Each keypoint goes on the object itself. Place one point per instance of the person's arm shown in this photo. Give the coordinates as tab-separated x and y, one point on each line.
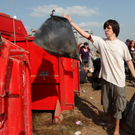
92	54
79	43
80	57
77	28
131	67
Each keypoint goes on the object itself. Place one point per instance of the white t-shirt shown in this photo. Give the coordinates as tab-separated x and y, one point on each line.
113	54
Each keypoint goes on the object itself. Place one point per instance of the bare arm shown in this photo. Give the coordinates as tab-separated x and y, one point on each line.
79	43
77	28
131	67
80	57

* * * * *

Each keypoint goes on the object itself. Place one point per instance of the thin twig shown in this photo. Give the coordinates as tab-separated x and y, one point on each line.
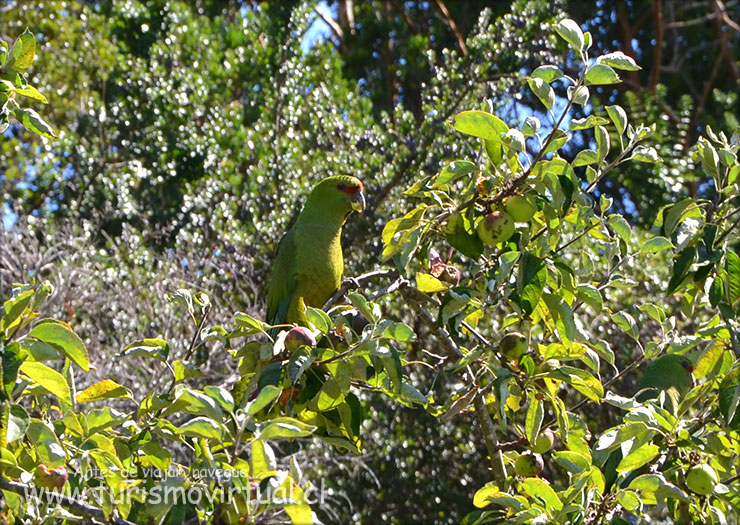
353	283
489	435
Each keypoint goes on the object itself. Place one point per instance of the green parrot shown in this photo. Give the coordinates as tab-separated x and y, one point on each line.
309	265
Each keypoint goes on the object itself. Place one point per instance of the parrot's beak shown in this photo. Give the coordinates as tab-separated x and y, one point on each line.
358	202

* * * * *

Required task: Display each line of the data above that contains the string "itself".

Task result:
Each keypoint goes on the object itself. Place one point per instance of the person's arm shown in this photo. Give the coordinates as tab-separated x and y, one point on each line.
Each keypoint goes on the object itself. Place one point per instance of the white t-shirt shown in this photo. Give the coordinates as tab-separated x and y, one point on each line.
Each keypoint goes on the object itself. Place one point per instance of the bare arm shown in this photo. Give the coordinates as tab-separated x and y, one point on each line.
Each keypoint goes on the object itself. Place one point per instance of the thin twig shown in this photo. Give the coordinates as tab-separated x and y, one point on each line.
Each keypoint goes on the object itself. Place one point per instance of the green parrot shown in this photo. Give the coordinates as tab-separated x and y, one point on each line.
Each keypoint goes on the object itself. Place one point per instance of the parrot's beak shown in this photo. Give the coordinates as tab-separated x and y, one point on each line.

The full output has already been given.